WHAT NEEDS TO BE DONE: Print the listing that follows, character for character.

A run of records
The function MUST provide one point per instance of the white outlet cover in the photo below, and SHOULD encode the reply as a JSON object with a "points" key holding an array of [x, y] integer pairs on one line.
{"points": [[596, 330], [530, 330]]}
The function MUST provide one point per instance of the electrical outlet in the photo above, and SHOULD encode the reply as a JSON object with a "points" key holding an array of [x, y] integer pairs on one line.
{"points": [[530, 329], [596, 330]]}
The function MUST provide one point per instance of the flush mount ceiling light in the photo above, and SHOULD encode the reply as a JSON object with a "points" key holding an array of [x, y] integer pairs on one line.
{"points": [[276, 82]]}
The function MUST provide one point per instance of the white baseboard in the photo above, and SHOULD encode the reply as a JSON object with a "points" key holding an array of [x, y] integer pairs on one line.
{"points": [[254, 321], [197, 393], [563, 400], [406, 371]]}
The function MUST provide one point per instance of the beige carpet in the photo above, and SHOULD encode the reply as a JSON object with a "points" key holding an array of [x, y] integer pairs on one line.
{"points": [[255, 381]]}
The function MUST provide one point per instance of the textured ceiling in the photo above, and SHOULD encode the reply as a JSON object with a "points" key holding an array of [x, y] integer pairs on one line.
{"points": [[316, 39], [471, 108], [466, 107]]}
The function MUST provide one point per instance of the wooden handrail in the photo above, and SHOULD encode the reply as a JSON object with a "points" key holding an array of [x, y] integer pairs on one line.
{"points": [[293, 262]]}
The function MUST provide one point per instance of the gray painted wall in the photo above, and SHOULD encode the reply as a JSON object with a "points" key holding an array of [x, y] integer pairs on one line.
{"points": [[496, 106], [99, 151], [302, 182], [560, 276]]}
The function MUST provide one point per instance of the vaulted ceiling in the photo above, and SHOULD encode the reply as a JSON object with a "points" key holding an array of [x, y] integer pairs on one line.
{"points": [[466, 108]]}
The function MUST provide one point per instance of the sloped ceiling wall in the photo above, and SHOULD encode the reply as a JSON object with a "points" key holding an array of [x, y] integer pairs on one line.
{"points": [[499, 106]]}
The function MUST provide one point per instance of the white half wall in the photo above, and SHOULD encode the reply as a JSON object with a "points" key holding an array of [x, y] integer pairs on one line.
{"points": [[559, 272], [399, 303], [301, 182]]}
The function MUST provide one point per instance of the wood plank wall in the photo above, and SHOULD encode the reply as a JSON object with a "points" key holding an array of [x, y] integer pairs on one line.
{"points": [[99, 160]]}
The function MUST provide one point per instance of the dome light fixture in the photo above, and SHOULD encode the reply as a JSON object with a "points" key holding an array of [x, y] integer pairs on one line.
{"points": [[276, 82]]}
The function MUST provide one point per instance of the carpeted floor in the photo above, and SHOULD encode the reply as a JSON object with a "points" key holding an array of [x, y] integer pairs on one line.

EXPECTED ANSWER:
The function MUST provide one point per instance of the white outlet cover in the photo below, and SHOULD encode the reply as a JSON object with a "points" key holding an array of [x, y] integer pairs on one line.
{"points": [[596, 330], [530, 330]]}
The function MUST provide one point per instance of the electrical outlet in the photo above, and SHOULD encode the reply as a JSON object with a "points" key holding an array of [x, y] integer pairs on one line.
{"points": [[530, 329], [596, 330]]}
The function MUST provide one point per instance of the flush mount ceiling light in the photo above, and SHOULD encode the reply as a JSON object with a "points" key holding an array of [x, y] integer pairs on one line.
{"points": [[276, 82]]}
The function MUST provide one point per instance of the white baseboard in the photo above, and SHOULD encode the reply as a JSON object with a "points" key holding an array of [x, y] integer pairs on one line.
{"points": [[254, 321], [197, 393], [563, 400], [406, 371]]}
The function MUST provide one point per instance of the beige carpet in the photo above, and SHOULD encode the reply as a JSON object with a "points" key holding an array of [x, y] integer pairs on one line.
{"points": [[255, 381]]}
The function MUST provide one point per instance of the textured ceiling in the photo above, and SHOULD encode the reply as a JSON object with a "points" key holding an array of [x, y] integer pairs on one line.
{"points": [[316, 39], [471, 108], [466, 107]]}
The function MUST provide one point per instance of the wooden handrail in the photo above, and SHOULD encode the reply as a JSON object with a "points" key holding an array of [x, y] integer pairs on one line.
{"points": [[293, 262]]}
The function MUST provide one point per instance of the gray painted wall in the photo above, and SHOULD encode the reply as a JSON object with a "points" key holding an array of [x, y] integer pairs on one line.
{"points": [[496, 106], [99, 151], [302, 182], [560, 276]]}
The function MUST provide one point per instance of the vaulted ceiling in the photo above, and SHOULD encode the reply as a JSON object with a "points" key holding an array of [x, y] integer pairs on one line.
{"points": [[466, 108]]}
The function MUST provide one point per instance of the sloped ceiling wall in the photo above, and SHOULD encode the reply as a JSON object with a "points" key holding an array of [x, y] integer pairs on one line.
{"points": [[499, 106]]}
The function MUST provide one point per instance of the white half wall in the photo above, and SHOULD encode the reply as a JSON object with a "points" key holding an array of [x, y] integer pairs on one line.
{"points": [[559, 272], [399, 303], [301, 182]]}
The function MUST provide one point per instance of the wood plank wall in the photo above, and SHOULD encode the reply as a JSON object with a "points" key holding an array of [x, y] integer pairs on one line.
{"points": [[99, 160]]}
The function MUST provide one point per instance of the dome light fixture in the photo above, and SHOULD encode the reply as a JSON object with a "points" key holding an array of [x, y] integer pairs on one line.
{"points": [[276, 82]]}
The function MUST provide one point per instance of the carpeted floor in the photo above, and SHOULD encode the reply as a JSON object with a "points" key holding an array of [x, y] integer pairs on one line.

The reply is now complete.